_Given problem:_ Reproduce the passage from the biography of J. A. G. S. McCartney, starting with "James Alexander George Smith McCartney" and going on through "to Atlantic City.".

James Alexander George Smith McCartney (30 June 1945 – 9 May 1980), also known as J. A. G. S. McCartney or "Jags" McCartney, was a Turks and Caicos Islander politician. He was the 1st Chief Minister of the Turks and Caicos Islands and held that position from 31 August 1976 until 9 May 1980, when he died when the private plane he was in crashed near Vineland, New Jersey, while flying from Washington DC to Atlantic City.

McCartney was born in Grand Turk to an accomplished Jamaican barrister, Harvey O. B. Fernandez McCartney and a Sunday school pianist, Sally McCartney, née Taylor of the Turks and Caicos. He was named after a prominent Jamaican barrister and distinguished legislator, James Alexander George Smith (1877–1942).

J.A.G.S. McCartney was the first leader and founder of the People's Democratic Movement (PDM), a grassroots organization established to address the many social and economic ills that had been pervasive throughout the Turks and Caicos Islands. A central goal of his was the attainment of self-determination for the people of the Turks and Caicos Islands. McCartney had particularly sought to mobilize the youth in the political process. A charismatic, dynamic and visionary figure, McCartney was determined to usher in a new Constitution that would foster and safeguard the rights of all Turks and Caicos Islanders, create new opportunities for citizens and advance the Country. Assuming office at age 31, McCartney remains one of the world's youngest democratically elected leaders in history. After his death, his deputy Oswald Skippings became Chief Minister at the age of 26.

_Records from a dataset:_
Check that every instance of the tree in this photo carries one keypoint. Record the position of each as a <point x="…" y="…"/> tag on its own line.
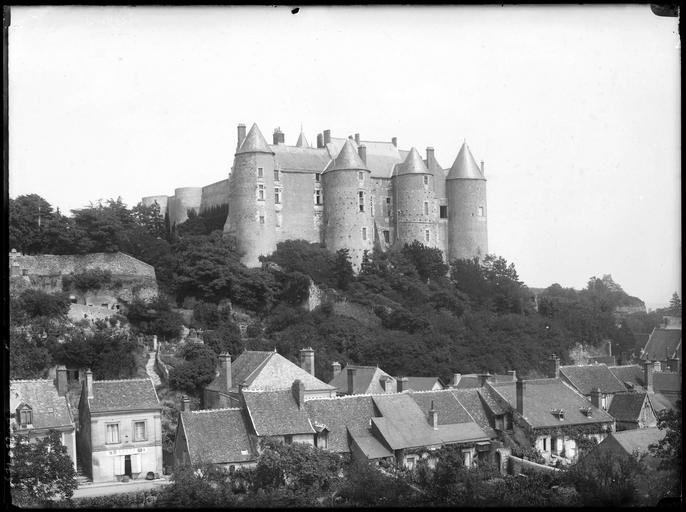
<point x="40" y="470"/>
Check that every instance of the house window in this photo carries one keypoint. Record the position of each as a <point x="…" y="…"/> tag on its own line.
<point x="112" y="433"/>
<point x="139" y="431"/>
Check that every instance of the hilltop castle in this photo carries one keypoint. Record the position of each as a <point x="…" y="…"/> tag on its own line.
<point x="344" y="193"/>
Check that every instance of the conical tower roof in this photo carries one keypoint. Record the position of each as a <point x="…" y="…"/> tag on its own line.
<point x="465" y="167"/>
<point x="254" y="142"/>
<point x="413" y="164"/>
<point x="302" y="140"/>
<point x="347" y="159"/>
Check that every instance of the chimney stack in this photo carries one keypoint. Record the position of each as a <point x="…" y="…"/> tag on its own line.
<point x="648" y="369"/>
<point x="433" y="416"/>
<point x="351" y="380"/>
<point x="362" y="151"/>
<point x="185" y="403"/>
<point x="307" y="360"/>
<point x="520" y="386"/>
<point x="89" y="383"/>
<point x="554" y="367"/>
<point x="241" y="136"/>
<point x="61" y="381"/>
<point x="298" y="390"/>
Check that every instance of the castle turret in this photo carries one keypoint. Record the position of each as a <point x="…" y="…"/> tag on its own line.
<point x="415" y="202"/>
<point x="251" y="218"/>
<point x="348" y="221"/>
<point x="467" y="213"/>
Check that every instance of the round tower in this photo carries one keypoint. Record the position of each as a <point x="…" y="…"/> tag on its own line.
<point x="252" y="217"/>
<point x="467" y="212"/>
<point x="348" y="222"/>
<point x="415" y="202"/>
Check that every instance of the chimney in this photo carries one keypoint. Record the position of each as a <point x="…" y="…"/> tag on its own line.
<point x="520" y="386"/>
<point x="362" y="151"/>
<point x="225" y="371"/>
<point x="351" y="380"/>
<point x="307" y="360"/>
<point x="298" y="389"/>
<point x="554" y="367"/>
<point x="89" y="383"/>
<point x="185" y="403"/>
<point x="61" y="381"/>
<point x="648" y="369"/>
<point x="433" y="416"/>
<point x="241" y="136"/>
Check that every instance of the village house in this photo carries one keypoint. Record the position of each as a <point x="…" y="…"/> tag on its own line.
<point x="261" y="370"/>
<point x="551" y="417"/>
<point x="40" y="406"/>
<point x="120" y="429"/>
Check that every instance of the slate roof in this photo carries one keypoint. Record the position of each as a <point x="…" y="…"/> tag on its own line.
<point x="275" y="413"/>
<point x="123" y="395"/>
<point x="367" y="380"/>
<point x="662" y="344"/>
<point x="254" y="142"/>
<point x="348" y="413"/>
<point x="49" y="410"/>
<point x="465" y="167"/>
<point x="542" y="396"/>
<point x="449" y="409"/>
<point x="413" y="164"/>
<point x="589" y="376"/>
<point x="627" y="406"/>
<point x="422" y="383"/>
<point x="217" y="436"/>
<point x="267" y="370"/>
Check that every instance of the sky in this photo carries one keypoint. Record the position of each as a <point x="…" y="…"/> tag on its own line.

==

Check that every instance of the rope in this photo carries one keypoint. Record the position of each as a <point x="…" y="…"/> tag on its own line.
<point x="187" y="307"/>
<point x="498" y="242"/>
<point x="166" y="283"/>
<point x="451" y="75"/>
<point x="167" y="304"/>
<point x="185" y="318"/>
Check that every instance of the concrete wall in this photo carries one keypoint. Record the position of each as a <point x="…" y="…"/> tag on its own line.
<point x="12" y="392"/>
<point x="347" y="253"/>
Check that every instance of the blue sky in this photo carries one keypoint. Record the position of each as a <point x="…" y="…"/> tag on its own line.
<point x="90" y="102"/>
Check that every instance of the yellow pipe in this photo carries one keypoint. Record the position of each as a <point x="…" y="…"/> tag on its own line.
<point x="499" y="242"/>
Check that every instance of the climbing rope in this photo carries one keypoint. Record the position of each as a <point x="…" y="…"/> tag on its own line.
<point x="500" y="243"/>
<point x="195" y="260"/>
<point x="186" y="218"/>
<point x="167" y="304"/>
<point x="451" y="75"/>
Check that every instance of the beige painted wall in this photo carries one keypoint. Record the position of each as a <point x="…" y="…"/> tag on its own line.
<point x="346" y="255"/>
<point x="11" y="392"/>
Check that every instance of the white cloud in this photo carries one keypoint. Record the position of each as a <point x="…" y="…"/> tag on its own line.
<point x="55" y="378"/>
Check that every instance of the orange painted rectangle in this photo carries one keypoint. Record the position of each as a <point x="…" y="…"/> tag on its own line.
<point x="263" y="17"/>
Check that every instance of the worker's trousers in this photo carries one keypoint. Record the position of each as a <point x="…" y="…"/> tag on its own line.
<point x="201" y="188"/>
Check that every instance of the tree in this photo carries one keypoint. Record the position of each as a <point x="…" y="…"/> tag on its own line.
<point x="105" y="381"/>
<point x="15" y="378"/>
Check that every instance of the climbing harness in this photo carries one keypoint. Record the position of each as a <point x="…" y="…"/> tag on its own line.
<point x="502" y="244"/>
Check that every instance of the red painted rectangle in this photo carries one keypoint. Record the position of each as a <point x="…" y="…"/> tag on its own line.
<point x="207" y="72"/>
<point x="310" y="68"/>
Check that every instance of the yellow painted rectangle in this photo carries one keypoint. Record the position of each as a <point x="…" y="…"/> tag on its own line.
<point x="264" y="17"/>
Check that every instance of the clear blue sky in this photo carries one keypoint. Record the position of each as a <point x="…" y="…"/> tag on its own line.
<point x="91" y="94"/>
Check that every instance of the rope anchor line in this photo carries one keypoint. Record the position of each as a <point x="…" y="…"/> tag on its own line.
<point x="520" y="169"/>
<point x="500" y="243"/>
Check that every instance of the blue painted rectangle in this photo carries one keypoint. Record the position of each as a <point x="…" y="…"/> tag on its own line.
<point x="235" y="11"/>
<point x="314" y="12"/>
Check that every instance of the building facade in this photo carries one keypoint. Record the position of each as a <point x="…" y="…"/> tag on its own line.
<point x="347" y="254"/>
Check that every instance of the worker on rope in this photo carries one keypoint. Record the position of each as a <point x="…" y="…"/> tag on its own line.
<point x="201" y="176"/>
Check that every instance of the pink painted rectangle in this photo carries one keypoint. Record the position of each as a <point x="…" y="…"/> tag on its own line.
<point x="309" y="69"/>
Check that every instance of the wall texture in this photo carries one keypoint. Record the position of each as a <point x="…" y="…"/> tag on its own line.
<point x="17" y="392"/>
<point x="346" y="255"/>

...

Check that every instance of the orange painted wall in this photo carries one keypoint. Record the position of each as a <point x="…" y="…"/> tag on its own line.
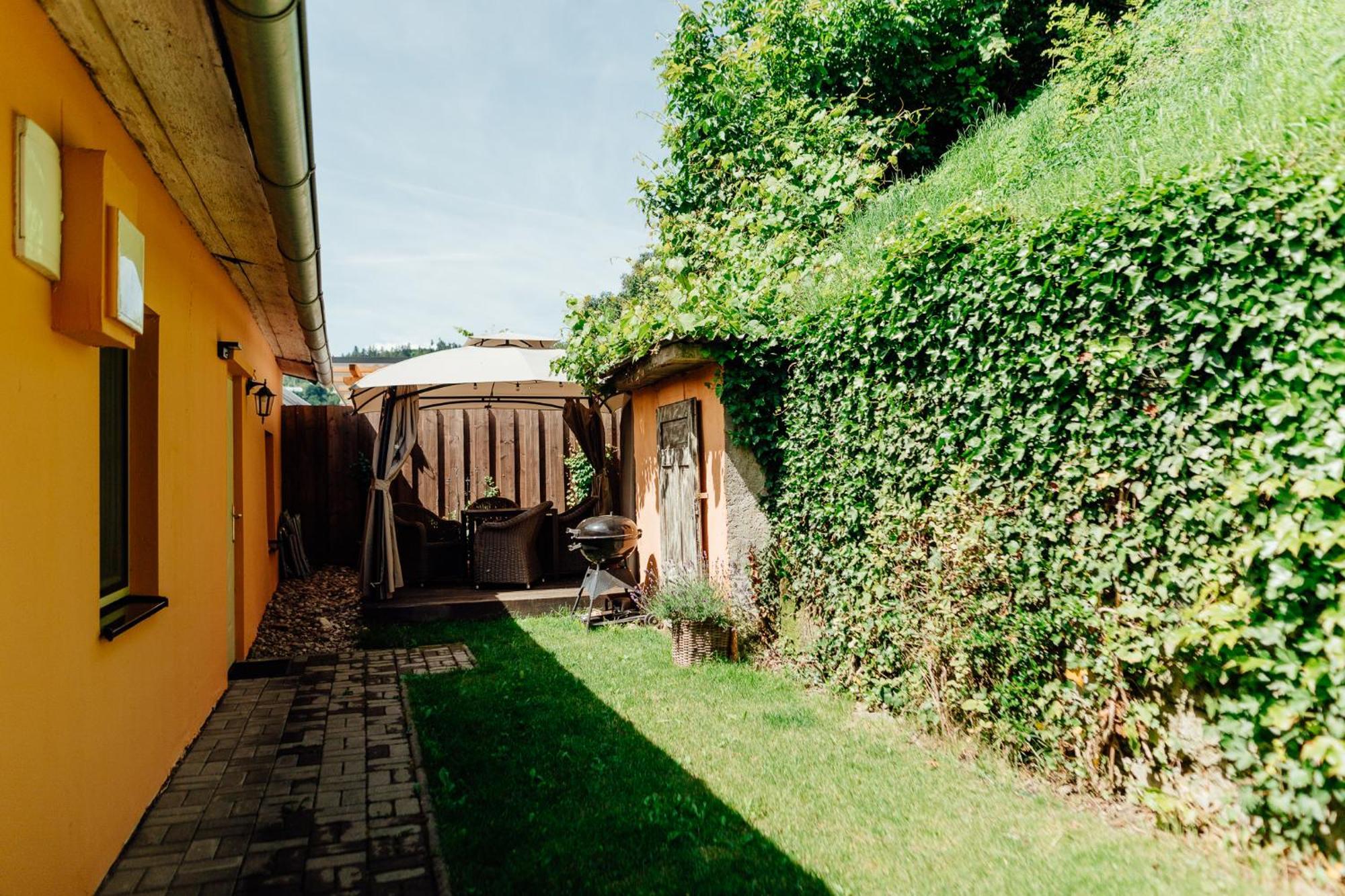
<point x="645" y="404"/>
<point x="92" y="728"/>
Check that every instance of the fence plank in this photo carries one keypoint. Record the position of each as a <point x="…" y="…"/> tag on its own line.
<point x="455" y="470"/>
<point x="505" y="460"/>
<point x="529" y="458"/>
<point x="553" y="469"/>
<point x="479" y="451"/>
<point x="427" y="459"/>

_Answer:_
James Alexander George Smith McCartney (30 June 1945 – 9 May 1980), also known as J. A. G. S. McCartney or "Jags" McCartney, was a Turks and Caicos Islander politician. He was the 1st Chief Minister of the Turks and Caicos Islands and held that position from 31 August 1976 until 9 May 1980, when he died when the private plane he was in crashed near Vineland, New Jersey, while flying from Washington DC to Atlantic City.